What Being a Tech Lead in Support Actually Looks Like
When I got promoted to Technical Lead at Veeam, I expected it to feel like a bigger version of the same job. Harder cases, more responsibility, maybe some meetings. What I actually got was a completely different role that happened to share a building with my old one.
You Stop Solving Problems and Start Teaching People to Solve Problems
The hardest adjustment was letting go of the keyboard. As a support engineer, my value was measured by how many cases I closed and how fast I resolved them. As a tech lead, my value is measured by how effectively my team resolves cases, which means the best use of my time is often not fixing the problem myself.
A junior engineer comes to me with a stuck replication job. I know the answer. It’s a network MTU mismatch. I’ve seen it a hundred times. The temptation is enormous to just tell them the answer and move on. I have to physically stop myself sometimes. But if I do that, they learn nothing. Next time they see the same symptom, they’ll come back to me.

Segmentation mask data
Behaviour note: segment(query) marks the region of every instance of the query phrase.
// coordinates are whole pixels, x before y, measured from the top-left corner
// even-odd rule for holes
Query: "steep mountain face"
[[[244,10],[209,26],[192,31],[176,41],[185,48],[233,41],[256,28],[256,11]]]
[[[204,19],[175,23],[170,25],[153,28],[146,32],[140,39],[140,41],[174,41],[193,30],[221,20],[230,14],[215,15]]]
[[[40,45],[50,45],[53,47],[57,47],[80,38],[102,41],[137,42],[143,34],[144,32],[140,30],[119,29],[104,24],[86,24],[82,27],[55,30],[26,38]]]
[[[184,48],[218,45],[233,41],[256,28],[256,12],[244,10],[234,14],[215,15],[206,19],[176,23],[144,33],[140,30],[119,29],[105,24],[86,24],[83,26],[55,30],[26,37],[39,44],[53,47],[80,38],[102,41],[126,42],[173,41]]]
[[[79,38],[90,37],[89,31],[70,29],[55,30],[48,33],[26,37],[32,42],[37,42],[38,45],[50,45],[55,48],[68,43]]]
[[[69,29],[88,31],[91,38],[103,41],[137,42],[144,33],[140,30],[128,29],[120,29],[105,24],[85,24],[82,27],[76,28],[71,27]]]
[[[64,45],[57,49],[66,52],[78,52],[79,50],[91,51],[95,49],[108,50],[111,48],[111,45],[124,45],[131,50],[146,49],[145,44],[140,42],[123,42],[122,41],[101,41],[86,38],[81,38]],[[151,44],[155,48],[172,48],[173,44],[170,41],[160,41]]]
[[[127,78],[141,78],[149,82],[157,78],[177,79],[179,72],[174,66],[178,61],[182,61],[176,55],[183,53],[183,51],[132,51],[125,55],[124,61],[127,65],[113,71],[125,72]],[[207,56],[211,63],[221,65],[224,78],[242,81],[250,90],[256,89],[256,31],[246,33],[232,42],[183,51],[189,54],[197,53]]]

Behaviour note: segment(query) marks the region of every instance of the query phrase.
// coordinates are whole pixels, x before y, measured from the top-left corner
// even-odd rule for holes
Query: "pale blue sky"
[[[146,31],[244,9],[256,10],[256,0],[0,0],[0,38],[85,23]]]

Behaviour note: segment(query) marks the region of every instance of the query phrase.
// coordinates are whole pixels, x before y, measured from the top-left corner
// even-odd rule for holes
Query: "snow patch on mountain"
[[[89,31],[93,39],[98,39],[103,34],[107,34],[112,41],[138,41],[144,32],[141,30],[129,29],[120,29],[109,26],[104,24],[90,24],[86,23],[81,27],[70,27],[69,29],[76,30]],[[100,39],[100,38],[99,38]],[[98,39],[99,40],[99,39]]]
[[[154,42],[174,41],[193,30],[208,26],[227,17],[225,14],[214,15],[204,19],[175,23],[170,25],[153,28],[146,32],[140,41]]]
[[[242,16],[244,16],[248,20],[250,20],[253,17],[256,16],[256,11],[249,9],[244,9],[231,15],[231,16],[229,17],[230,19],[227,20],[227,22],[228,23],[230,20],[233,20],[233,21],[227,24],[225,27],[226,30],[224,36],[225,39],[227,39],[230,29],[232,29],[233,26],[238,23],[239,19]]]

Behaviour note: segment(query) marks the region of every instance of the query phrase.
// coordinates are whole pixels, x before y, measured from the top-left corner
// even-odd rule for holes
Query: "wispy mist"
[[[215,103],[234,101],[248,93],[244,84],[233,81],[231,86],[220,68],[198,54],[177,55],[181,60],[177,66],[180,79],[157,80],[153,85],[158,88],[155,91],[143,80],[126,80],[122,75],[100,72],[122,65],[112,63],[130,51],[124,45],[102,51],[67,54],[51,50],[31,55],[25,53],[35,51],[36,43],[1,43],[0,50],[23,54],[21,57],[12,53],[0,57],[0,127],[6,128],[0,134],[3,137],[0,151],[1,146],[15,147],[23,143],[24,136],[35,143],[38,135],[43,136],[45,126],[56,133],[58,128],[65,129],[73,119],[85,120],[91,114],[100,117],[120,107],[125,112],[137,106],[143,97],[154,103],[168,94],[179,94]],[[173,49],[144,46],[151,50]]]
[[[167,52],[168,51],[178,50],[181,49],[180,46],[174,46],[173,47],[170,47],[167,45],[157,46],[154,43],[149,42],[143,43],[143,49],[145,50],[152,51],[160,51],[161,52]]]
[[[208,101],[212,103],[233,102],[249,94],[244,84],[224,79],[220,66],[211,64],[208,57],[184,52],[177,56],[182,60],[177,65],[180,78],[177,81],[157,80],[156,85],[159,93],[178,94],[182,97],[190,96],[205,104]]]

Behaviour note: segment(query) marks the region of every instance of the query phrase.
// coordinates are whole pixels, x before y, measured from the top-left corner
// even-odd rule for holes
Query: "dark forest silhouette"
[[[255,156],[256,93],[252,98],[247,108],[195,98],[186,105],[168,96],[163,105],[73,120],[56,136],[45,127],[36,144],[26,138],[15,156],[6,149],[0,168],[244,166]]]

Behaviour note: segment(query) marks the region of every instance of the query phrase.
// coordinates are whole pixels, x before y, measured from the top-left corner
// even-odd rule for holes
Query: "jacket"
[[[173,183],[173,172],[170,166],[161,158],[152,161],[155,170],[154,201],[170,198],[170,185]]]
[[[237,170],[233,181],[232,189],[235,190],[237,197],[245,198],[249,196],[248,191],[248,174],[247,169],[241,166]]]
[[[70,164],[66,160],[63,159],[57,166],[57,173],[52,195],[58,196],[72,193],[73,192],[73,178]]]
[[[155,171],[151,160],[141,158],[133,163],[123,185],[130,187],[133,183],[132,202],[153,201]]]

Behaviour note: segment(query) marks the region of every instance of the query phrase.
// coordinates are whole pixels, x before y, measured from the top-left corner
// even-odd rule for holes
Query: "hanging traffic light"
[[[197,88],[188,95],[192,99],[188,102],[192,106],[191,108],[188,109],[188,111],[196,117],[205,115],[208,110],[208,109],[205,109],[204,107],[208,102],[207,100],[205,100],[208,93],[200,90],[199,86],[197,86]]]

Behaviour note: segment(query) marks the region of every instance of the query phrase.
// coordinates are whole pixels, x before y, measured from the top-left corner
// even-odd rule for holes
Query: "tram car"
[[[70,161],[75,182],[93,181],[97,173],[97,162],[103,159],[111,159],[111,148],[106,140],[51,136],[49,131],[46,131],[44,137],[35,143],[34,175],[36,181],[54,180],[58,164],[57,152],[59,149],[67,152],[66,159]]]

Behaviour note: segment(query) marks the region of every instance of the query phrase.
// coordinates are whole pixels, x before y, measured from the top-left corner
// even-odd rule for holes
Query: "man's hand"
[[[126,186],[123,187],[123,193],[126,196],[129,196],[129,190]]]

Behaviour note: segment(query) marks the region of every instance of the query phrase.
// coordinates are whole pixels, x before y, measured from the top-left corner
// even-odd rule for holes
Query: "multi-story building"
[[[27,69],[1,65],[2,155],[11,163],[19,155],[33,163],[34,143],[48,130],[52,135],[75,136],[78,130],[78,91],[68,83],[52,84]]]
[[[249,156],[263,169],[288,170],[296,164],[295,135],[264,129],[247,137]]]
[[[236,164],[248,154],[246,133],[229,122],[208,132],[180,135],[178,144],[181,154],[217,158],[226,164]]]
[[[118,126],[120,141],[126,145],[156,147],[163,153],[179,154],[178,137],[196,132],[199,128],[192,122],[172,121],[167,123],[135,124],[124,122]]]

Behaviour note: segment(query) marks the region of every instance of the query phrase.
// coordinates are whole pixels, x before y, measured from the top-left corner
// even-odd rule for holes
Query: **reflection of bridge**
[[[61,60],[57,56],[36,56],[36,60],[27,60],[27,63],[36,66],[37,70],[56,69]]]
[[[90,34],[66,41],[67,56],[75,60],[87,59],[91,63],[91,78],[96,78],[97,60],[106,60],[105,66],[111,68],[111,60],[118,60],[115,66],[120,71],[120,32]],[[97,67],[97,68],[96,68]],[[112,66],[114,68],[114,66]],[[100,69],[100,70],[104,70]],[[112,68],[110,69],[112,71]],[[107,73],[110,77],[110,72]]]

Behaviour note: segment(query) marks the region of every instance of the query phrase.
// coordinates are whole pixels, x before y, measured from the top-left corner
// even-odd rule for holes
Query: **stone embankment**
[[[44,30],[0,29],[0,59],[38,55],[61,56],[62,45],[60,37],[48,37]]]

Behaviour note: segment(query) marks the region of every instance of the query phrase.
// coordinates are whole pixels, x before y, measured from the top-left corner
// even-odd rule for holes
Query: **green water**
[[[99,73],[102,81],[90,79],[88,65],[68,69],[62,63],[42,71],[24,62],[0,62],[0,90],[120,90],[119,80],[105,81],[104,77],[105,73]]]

WORK REQUIRED: Copy out the whole text on being a tech lead in support, word for word.

RESULT:
What Being a Tech Lead in Support Actually Looks Like
When I got promoted to Technical Lead at Veeam, I expected it to feel like a bigger version of the same job. Harder cases, more responsibility, maybe some meetings. What I actually got was a completely different role that happened to share a building with my old one.
You Stop Solving Problems and Start Teaching People to Solve Problems
The hardest adjustment was letting go of the keyboard. As a support engineer, my value was measured by how many cases I closed and how fast I resolved them. As a tech lead, my value is measured by how effectively my team resolves cases, which means the best use of my time is often not fixing the problem myself.
A junior engineer comes to me with a stuck replication job. I know the answer. It’s a network MTU mismatch. I’ve seen it a hundred times. The temptation is enormous to just tell them the answer and move on. I have to physically stop myself sometimes. But if I do that, they learn nothing. Next time they see the same symptom, they’ll come back to me.